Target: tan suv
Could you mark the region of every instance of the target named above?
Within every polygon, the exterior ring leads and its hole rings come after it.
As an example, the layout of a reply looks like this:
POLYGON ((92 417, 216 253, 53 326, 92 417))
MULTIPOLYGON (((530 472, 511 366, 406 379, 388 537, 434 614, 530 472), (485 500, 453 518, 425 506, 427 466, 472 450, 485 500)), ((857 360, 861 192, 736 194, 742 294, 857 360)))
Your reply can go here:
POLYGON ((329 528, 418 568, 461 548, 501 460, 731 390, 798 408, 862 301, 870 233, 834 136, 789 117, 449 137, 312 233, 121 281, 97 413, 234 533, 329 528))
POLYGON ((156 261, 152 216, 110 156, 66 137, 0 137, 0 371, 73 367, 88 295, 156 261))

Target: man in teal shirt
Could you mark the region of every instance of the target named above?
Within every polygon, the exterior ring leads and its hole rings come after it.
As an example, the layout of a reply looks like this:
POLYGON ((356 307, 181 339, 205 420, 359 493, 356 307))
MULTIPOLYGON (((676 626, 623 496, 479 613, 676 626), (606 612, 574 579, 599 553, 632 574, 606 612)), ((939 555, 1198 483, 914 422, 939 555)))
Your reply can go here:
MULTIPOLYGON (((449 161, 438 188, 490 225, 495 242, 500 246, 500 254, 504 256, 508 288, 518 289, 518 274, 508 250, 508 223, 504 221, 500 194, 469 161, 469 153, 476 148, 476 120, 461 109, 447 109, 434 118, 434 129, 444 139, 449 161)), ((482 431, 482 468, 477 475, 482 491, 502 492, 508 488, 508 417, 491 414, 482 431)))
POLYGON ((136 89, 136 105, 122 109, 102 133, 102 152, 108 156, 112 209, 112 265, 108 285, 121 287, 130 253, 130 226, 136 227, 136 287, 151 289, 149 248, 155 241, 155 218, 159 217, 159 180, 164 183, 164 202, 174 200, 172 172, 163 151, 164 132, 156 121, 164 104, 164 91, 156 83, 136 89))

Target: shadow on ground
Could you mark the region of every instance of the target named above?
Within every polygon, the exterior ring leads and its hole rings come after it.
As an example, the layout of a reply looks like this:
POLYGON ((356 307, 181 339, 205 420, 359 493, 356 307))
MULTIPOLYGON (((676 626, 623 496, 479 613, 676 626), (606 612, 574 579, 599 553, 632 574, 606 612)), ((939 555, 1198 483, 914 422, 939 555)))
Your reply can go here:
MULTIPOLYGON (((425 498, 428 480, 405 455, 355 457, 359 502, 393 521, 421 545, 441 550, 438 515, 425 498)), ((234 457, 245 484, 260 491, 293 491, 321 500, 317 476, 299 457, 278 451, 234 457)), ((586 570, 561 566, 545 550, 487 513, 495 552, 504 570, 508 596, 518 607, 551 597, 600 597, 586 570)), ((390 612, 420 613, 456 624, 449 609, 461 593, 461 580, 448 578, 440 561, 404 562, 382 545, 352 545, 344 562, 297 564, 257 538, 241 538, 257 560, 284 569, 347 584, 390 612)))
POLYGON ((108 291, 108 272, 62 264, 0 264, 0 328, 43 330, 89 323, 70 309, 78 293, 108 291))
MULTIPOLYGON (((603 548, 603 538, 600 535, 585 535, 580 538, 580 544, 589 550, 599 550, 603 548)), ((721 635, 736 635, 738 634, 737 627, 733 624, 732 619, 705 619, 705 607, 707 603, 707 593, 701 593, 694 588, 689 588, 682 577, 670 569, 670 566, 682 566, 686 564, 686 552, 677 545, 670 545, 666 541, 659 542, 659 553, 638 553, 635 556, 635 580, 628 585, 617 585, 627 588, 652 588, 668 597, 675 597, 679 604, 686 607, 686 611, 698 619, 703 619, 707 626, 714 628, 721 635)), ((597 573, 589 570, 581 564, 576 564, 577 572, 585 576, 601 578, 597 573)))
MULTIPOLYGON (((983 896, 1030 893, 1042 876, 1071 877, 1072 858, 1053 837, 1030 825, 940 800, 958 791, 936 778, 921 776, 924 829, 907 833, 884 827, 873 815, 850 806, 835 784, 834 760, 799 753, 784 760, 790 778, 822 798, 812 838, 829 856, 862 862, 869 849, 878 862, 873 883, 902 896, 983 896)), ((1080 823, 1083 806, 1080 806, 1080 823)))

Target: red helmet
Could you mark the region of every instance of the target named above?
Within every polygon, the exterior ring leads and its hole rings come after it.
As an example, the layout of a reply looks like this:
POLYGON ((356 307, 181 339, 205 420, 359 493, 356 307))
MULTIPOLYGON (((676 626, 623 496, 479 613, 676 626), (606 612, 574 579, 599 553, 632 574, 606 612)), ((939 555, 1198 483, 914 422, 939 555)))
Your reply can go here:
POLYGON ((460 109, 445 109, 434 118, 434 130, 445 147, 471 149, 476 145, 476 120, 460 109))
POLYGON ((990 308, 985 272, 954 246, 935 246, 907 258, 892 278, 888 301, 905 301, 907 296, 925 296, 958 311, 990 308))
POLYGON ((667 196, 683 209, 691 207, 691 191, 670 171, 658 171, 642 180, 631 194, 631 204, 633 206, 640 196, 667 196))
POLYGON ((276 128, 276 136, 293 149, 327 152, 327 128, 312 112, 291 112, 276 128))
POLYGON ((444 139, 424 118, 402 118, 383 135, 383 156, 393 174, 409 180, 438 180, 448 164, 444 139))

————————

■ **Task description**:
Extract all of the data above, line by line, and reproduce it without any changes.

■ **Completed task**:
Target: tan suv
Could you mark the region of every instance of the target named above?
Within every polygon, the exterior ring leads and its hole rings come after it.
As an example, the layout of a reply looks like this:
POLYGON ((92 417, 216 253, 53 326, 92 417))
MULTIPOLYGON (((530 472, 511 366, 406 379, 388 537, 434 614, 530 472), (485 500, 453 518, 425 506, 427 466, 472 450, 485 500)), ((857 360, 861 192, 736 194, 742 294, 857 360)))
Your reply can go here:
POLYGON ((329 528, 418 568, 461 548, 501 460, 731 390, 798 408, 862 301, 870 233, 834 136, 789 117, 449 137, 312 233, 121 281, 97 413, 234 533, 329 528))
POLYGON ((156 261, 152 216, 110 156, 66 137, 0 137, 0 371, 73 367, 88 295, 156 261))

Target: man in teal shirt
Could you mark the region of every instance of the target named above?
Within every polygon, the exterior ring leads and its hole rings come after it.
As an example, the layout of a reply looks like this:
POLYGON ((356 307, 181 339, 205 420, 359 493, 356 307))
MULTIPOLYGON (((676 626, 623 496, 479 613, 676 626), (606 612, 574 579, 599 553, 632 574, 606 612)), ((939 555, 1198 483, 914 422, 939 555)))
Your reply can go here:
MULTIPOLYGON (((449 161, 438 188, 490 225, 495 242, 500 246, 500 254, 504 256, 508 288, 518 289, 518 274, 508 250, 508 223, 504 221, 500 194, 469 161, 469 153, 476 148, 476 120, 461 109, 447 109, 434 118, 434 129, 444 139, 449 161)), ((482 431, 482 468, 477 475, 482 491, 502 492, 508 488, 508 417, 491 414, 482 431)))
POLYGON ((136 89, 136 105, 122 109, 102 133, 102 152, 108 156, 112 209, 112 265, 108 285, 121 287, 130 253, 130 226, 136 227, 136 287, 151 289, 149 248, 155 241, 155 218, 159 217, 159 180, 164 183, 164 202, 174 200, 172 172, 163 151, 164 132, 156 121, 164 104, 164 91, 156 83, 136 89))

Target: shadow on ground
Could you mark the region of every instance of the target named above?
Within every polygon, the exterior ring leads and its hole rings come after it.
As an example, the layout of a reply looks like this:
POLYGON ((356 307, 181 339, 205 420, 359 493, 356 307))
MULTIPOLYGON (((676 626, 623 496, 479 613, 676 626), (606 612, 574 579, 599 553, 632 574, 606 612)), ((939 555, 1198 483, 914 422, 939 555)))
Your reply can go here:
MULTIPOLYGON (((425 498, 428 480, 405 455, 355 457, 359 502, 393 521, 421 545, 441 550, 438 515, 425 498)), ((234 457, 245 484, 260 491, 293 491, 321 500, 317 476, 299 457, 278 451, 234 457)), ((586 570, 561 566, 545 550, 487 513, 495 552, 504 570, 508 596, 518 607, 551 597, 600 597, 586 570)), ((390 612, 420 613, 456 624, 449 609, 461 593, 461 580, 448 578, 440 561, 404 562, 382 545, 352 545, 344 562, 297 564, 257 538, 241 538, 257 560, 284 569, 347 584, 390 612)))
POLYGON ((108 291, 108 272, 62 264, 0 264, 0 328, 43 330, 89 323, 70 309, 78 293, 108 291))
MULTIPOLYGON (((603 548, 603 538, 600 535, 585 535, 580 538, 580 544, 589 550, 599 550, 603 548)), ((721 635, 736 635, 738 634, 737 627, 733 624, 732 619, 705 619, 705 607, 707 603, 707 593, 701 593, 694 588, 689 588, 682 577, 670 569, 670 566, 682 566, 686 564, 686 552, 677 545, 670 545, 666 541, 659 542, 659 553, 638 553, 635 556, 635 580, 628 585, 617 585, 627 588, 652 588, 668 597, 675 597, 679 604, 686 607, 686 611, 698 619, 703 619, 707 626, 714 628, 721 635)), ((597 573, 589 570, 581 564, 576 564, 577 572, 585 576, 601 578, 597 573)))
MULTIPOLYGON (((983 896, 1030 893, 1042 876, 1071 877, 1072 858, 1053 837, 1030 825, 940 800, 958 791, 936 778, 921 776, 924 829, 907 833, 884 827, 873 815, 850 806, 835 784, 834 760, 799 753, 784 760, 790 778, 822 798, 812 838, 829 856, 862 862, 869 849, 878 862, 873 883, 902 896, 983 896)), ((1080 823, 1083 806, 1080 806, 1080 823)))

Target: red helmet
Could you mark the region of every instance of the target named above?
Within every polygon, the exterior ring leads and its hole rings come after it.
As an example, the layout of a reply looks like this:
POLYGON ((356 307, 181 339, 205 420, 359 493, 356 307))
MULTIPOLYGON (((676 626, 623 496, 479 613, 676 626), (606 612, 574 579, 599 553, 632 574, 606 612)), ((939 555, 1198 483, 914 422, 939 555)))
Your reply can go here:
POLYGON ((460 109, 445 109, 434 118, 434 130, 445 147, 471 149, 476 145, 476 120, 460 109))
POLYGON ((990 308, 985 272, 954 246, 935 246, 907 258, 892 278, 888 301, 905 301, 907 296, 925 296, 958 311, 990 308))
POLYGON ((667 196, 683 209, 691 207, 691 191, 670 171, 658 171, 642 180, 631 194, 631 204, 633 206, 640 196, 667 196))
POLYGON ((276 128, 276 136, 293 149, 327 152, 327 128, 312 112, 291 112, 276 128))
POLYGON ((444 139, 424 118, 402 118, 383 135, 383 156, 393 174, 409 180, 438 180, 448 164, 444 139))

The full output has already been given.